- _与えられた課題 A_
本文のあとに続くすべての行で「grep_visual」を「find_visual」に差し替え、それ以外は何も変えずに書き直してください。

- _抜粋した本文_
>>

太陽をみつめて

こないだまで暑かったはずの革ジャンを、

N-3Bにかえてみたところで、急転直下の直滑降。

存在の耐えがたい寒さ。


天は我々を見放した!


じらさないで早く暖かくしてほしいものですよ。

本当に。


今日のおすすめ本。

2015年3月25日はこちらです。


『ひそやかな村』

ダグラス・ダン著 中野康司訳 白水社


 ぶうぶう!ぶうぶう!

(中略)

 あごひげを生やした小男の大ぼら吹きが、近々出る予定の自分の詩集の話を

しているのが聞こえる。私はマイクでみんなに言ってやりたい。こいつが夏に

ヴェニスで会ったというポール・エリュアール先生は、一九五二年に死んでるんだ。

 酔っぱらいの金髪女が歌を歌いながら、千鳥足でマイクの方へ向かっている。

亭主が困った様子でピアニストにチップを渡している。女権拡張論的かつ

長老会派的観点という、あまりぞっとしない観点から見た、二十世紀の女の下着に

関するお酩酊気味の熱弁に変わって、彼女は「破れし夢の大通り」という歌に

とりかかる。私はこの真理に断固喝采を送る決意なので、自分の決意に喝采

送るみたいに、彼女が歌い出さないうちから派手な拍手を送る。彼女の仲間たちが

どうして私を睨んでいるのかは、もちろんわかってる。彼女は人気者なのだ。

<<

- _演習用の入力_
>>

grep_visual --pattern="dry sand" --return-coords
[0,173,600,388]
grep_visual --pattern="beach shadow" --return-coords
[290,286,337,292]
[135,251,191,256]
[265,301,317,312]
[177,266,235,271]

<<

- _与えられた課題 B_
上の本文の「亭主が困った様子でピアニストにチップを渡している。女権拡張論的かつ」から「どうして私を睨んでいるのかは、もちろんわかってる。彼女は人気者なのだ。」までの部分を、一字一句違えずに写してください。

- _完成した解答 A_
find_visual --pattern="dry sand" --return-coords
[0,173,600,388]
find_visual --pattern="beach shadow" --return-coords
[290,286,337,292]
[135,251,191,256]
[265,301,317,312]
[177,266,235,271]

- _完成した解答 B_
亭主が困った様子でピアニストにチップを渡している。女権拡張論的かつ

長老会派的観点という、あまりぞっとしない観点から見た、二十世紀の女の下着に

関するお酩酊気味の熱弁に変わって、彼女は「破れし夢の大通り」という歌に

とりかかる。私はこの真理に断固喝采を送る決意なので、自分の決意に喝采

送るみたいに、彼女が歌い出さないうちから派手な拍手を送る。彼女の仲間たちが

どうして私を睨んでいるのかは、もちろんわかってる。彼女は人気者なのだ。